--- START INPUT DATA ---

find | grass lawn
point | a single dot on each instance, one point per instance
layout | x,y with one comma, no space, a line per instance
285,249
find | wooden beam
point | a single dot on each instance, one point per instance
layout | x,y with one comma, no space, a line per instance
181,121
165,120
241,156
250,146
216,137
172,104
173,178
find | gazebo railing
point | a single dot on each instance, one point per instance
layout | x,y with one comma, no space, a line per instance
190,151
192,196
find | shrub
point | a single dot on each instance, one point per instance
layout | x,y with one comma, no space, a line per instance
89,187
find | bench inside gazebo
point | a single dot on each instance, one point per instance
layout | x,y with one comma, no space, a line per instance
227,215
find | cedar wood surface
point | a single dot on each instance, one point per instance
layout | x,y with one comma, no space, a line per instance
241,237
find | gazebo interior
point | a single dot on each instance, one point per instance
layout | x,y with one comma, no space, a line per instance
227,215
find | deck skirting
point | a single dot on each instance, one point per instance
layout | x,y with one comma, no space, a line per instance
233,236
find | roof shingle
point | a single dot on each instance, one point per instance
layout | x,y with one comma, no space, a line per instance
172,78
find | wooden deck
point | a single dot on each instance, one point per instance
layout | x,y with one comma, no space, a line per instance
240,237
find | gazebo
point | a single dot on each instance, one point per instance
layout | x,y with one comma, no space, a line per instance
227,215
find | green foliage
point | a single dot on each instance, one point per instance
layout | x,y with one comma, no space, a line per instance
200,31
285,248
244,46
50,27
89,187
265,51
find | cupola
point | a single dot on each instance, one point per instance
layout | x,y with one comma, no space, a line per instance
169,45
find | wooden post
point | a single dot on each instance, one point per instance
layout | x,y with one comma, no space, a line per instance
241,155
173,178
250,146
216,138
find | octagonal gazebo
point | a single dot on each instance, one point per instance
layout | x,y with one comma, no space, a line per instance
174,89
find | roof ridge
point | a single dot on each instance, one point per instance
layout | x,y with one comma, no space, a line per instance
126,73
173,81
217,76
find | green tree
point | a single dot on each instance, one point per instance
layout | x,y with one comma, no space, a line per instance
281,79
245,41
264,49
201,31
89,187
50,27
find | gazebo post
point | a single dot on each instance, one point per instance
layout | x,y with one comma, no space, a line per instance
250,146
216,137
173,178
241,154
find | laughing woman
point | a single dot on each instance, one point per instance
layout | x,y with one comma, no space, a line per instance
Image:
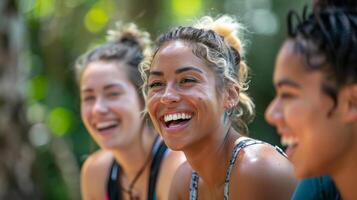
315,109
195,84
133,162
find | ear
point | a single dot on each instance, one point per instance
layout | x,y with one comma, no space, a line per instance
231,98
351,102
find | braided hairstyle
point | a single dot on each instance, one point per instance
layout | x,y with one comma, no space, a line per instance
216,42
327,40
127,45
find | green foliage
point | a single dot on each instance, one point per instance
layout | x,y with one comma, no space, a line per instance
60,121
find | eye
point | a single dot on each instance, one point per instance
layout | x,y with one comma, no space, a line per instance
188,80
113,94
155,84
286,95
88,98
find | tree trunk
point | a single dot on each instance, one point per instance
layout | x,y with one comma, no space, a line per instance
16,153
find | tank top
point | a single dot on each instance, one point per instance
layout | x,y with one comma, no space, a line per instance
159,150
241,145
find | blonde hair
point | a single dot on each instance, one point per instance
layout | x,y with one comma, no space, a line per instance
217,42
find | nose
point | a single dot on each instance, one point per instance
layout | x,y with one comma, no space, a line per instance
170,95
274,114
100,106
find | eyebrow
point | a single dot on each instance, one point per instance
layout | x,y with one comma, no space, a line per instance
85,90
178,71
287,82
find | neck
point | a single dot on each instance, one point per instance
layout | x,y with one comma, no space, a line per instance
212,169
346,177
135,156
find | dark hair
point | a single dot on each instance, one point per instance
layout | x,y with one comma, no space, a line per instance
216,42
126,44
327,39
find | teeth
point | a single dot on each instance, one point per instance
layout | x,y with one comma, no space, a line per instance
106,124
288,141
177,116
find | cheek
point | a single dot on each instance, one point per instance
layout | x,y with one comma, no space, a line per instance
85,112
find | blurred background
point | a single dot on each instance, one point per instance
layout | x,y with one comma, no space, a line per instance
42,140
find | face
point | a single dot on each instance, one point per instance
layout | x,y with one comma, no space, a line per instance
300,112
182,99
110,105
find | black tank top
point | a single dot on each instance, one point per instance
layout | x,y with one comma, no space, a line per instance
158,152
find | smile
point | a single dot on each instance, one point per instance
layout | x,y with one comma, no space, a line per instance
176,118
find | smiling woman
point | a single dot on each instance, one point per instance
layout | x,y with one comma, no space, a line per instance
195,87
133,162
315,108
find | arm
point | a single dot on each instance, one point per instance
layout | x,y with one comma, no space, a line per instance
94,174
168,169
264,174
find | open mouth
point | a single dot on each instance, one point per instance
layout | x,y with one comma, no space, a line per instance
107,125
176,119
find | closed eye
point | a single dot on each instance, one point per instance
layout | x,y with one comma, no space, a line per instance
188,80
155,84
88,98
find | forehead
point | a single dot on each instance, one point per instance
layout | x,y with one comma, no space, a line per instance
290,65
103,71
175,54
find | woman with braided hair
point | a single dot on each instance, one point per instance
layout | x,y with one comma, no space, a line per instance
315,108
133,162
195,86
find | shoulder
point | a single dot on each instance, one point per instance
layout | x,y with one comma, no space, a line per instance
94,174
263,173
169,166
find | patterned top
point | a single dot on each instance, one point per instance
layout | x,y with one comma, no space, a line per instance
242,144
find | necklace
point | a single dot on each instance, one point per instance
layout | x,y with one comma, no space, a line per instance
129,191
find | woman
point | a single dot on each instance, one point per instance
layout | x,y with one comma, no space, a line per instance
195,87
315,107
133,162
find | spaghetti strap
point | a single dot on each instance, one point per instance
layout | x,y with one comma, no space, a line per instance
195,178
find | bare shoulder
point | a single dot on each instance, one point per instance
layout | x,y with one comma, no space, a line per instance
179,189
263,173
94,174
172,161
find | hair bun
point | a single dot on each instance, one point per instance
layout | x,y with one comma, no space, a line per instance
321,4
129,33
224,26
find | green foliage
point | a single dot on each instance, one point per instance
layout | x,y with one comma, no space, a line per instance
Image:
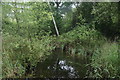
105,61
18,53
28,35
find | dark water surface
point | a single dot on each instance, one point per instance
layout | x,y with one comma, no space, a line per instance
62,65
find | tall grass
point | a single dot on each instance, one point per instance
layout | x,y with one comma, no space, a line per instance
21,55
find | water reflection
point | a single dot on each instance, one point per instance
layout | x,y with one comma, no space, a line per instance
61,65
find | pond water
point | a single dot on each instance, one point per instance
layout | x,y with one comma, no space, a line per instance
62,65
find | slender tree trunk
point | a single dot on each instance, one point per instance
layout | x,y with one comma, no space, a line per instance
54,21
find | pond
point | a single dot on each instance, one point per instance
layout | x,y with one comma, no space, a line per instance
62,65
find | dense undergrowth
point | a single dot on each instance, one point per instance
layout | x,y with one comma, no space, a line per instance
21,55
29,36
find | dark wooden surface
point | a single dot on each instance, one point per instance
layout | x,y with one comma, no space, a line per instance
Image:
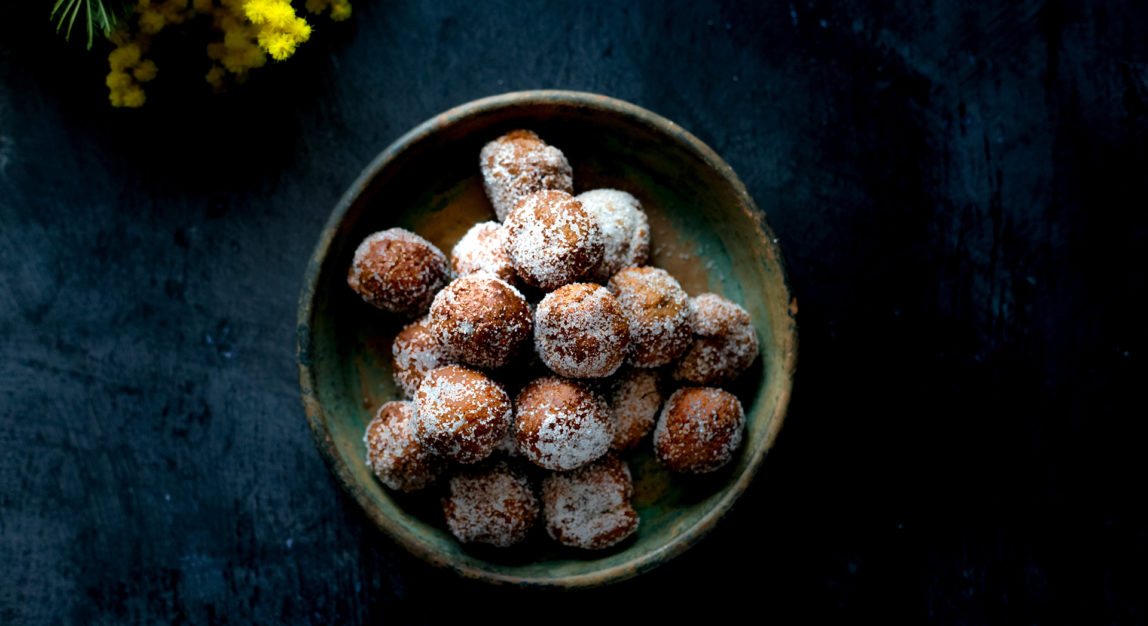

--- END INPUT DATA ---

■ INSTRUCTIONS TO FOLLOW ■
Pictures are excluded; repeat every record exactly.

■ SOLUTION TO THIS TASK ■
find | grass lawn
point | a single dot on each instance, one point per instance
layout | x,y with one comma, no space, a line per instance
285,249
find | wooden beam
point | a single dot on each instance, one point per instance
layout | x,y with one comma, no space, a line per instance
181,121
165,120
241,156
250,146
216,137
172,104
173,178
find | gazebo railing
point | a single dot on each instance, one point per instance
layout | x,y with one comma, no space, a line per instance
190,151
192,196
find | shrub
point | a single dot on each instance, one point per instance
layout | x,y with one comma, no space, a line per instance
89,187
find | bench inside gazebo
point | a single dot on each instance, one point per instance
layout | x,y with one comma, no space, a line per instance
227,215
find | cedar wood surface
point | a single dot on each instance, one point per instance
layout | x,y with one comma, no space, a line per instance
241,237
find | gazebo interior
point | a single dot on each instance, one point per instance
layout | x,y with one comma, no space, a line per instance
227,215
find | deck skirting
point | a single dot on each instance, one point per instance
layout | x,y with one comma, no space, a line per instance
233,236
find | roof shingle
point | a single dot on each instance, one point per instance
layout | x,y with one comma, no space, a line per instance
172,78
find | wooden deck
point | a single dot on each instance, one point per instance
layout | x,y with one comma, no space, a line per instance
240,237
find | gazebo
point | a single dot on each instance, one point per instance
layout | x,y with one comma, no space, a line per instance
227,215
find | green foliage
point | a single dot on each instance, one point per instance
layout | x,y with one comma, no space, a line per instance
200,31
285,248
244,46
50,27
89,187
265,51
find | cupola
point | a single dot on each instance, one point per instance
layout | x,y with one comma, no space, a line per instance
169,45
find | wooden post
point | a single dot on each instance, one point per instance
layout | x,y with one comma, no space, a line per instance
241,155
173,178
250,146
216,138
find | octagonal gazebo
point | a single dot on each instance, one point per instance
layout | x,y with one comma, no space, a line per instance
174,89
find | roof ridge
point | a single dot on each instance, one point per instance
layout | x,y with one comma, no space, a line per instance
126,73
173,81
217,76
find | green tree
point | a single dot on each instance, one point per instance
layout | x,y with one comma, no space, a line per instance
281,79
245,41
264,49
201,31
89,187
50,27
find | gazebo post
point | a single dot on each instance, one point per instance
layout | x,y with one comma, no space, a line per instance
250,146
216,137
173,178
241,154
find | laughing woman
point | a single dot on each instance, one point per instance
layout | x,y with one comma, no space, a line per instance
Image:
315,109
195,84
133,162
find | ear
point | a single dot on each instance, one point per instance
layout | x,y with one comma, no space, a line per instance
231,98
351,102
find | braided hairstyle
point | a single dot on each instance, one point per instance
layout | x,y with one comma, no space, a line per instance
216,42
327,40
127,45
find | green foliage
point | a single dot on each instance, one point per instance
layout | x,y with one comma, no space, a line per instance
60,121
find | eye
point | a single dot on each instance, one point per instance
layout | x,y with one comma, no space, a line per instance
188,80
113,94
155,84
286,95
88,98
find | tree trunk
point | a single dot on each instance, one point per instance
layout | x,y with one comma, no space, a line per instance
16,153
find | tank top
point | a single dot on each instance, one point per instance
layout | x,y with one comma, no space, a line per instance
159,150
241,145
find | blonde hair
point | a single dot on each instance, one point per instance
layout | x,y with one comma, no space, a line per instance
217,42
find | nose
point | a single dot on each instance, one point per instance
layout | x,y with one comma, no space, a line per instance
170,95
274,114
100,106
find | eyebrow
point | a single dot on each instance, one point per instance
layout | x,y with one comma, no space, a line per instance
85,90
178,71
287,82
find | neck
point | a single dot on each instance, one point per instance
layout | x,y with one comma, no space, a line per instance
212,169
346,177
135,156
find | dark hair
point | a single dot on each instance, one point per instance
layout | x,y with one comma, no space, a line per instance
216,42
126,44
327,39
find | teeth
point | a single dot on each instance, one point per instance
layout | x,y with one comma, no space, a line per instance
106,124
288,141
177,116
find | cheek
point | a single dot on each instance, one point per instance
layout | x,y with one comma, no space, a line per instance
85,112
find | blurred background
point | a single dot on each instance, one point per instance
layout | x,y with one comma, no space, a line per instance
42,140
find | face
point | a single dot on each instance, one point per instance
layout | x,y with one comma, no space, a line per instance
300,112
182,99
110,105
find | black tank top
point | a single dot on each instance, one point per instance
layout | x,y with one comma, no space, a line per instance
158,152
find | smile
point | a single dot on each instance, one point per instance
layout | x,y with one comma, no space, a line per instance
176,118
find | smiling woman
point | a single dot on each instance, one point per instance
layout | x,y with one comma, no space, a line per instance
195,87
133,162
315,108
find | arm
point | a single dot on each instance, one point per instance
layout | x,y with one comma, no space, a line per instance
94,174
168,169
264,174
find | open mouth
point | a single dot on each instance, one point per instance
layout | x,y with one comma, no space, a line per instance
107,125
176,119
find | closed eye
point | a single dot on each instance, one point per instance
layout | x,y with one comma, no space, a line per instance
188,80
155,84
88,98
find | forehead
point | a single dot on each instance, one point per instance
layout | x,y with one comma, no space, a line per instance
290,65
103,71
175,54
find | woman with braided hair
point | a single dot on each instance, one point per instance
layout | x,y with one comma, no space, a line per instance
315,108
133,162
195,86
find | shoulder
point | a single dot on each instance, one point per instance
layout | x,y with one comma, no space, a line per instance
94,174
263,173
169,166
find | patterned top
point | a single dot on each instance, one point per instance
layout | x,y with one comma, no space, a line per instance
242,144
find | necklace
point | a single dot on each instance, one point per instance
layout | x,y with one comma, no space, a line per instance
129,191
find | woman
point | a single dot on each instance, one point per instance
layout | x,y with one comma, no space, a line per instance
195,87
315,107
133,162
find | spaghetti strap
point | a single dot on each instance, one point per instance
layout | x,y with one comma, no space, a line per instance
195,178
find | bare shoulder
point | a single dot on each instance, one point per instance
layout | x,y with one comma, no space, a line per instance
179,189
263,173
94,174
172,161
find | hair bun
point | a single dot on each instance, one point per instance
layout | x,y with one comma, no space, a line per instance
321,4
129,33
224,26
find | green foliage
point | a single dot on each instance, one point per instance
layout | x,y with one comma, no space, a line per instance
Image:
105,61
18,53
28,35
find | dark water surface
point | a single dot on each instance, one point per instance
layout | x,y with one comma, no space, a line per instance
62,65
find | tall grass
point | a single dot on each instance, one point per instance
layout | x,y with one comma, no space, a line per instance
21,55
find | water reflection
point | a single dot on each instance, one point per instance
layout | x,y with one comma, no space, a line per instance
61,65
find | pond water
point | a single dot on each instance, one point per instance
layout | x,y with one comma, no space, a line per instance
62,65
find | slender tree trunk
point | a single dot on each instance, one point per instance
layout | x,y with one comma, no space, a line per instance
54,21
find | pond
point | a single dot on each instance, one point per instance
layout | x,y with one comma, no space, a line per instance
62,65
find | dense undergrowth
point | a single dot on each instance, one point per instance
layout | x,y with one comma, no space, a line per instance
21,55
29,36
find | dark wooden surface
point | a single dot on each instance, one point per instance
layout | x,y with one comma, no space, a line per instance
Image:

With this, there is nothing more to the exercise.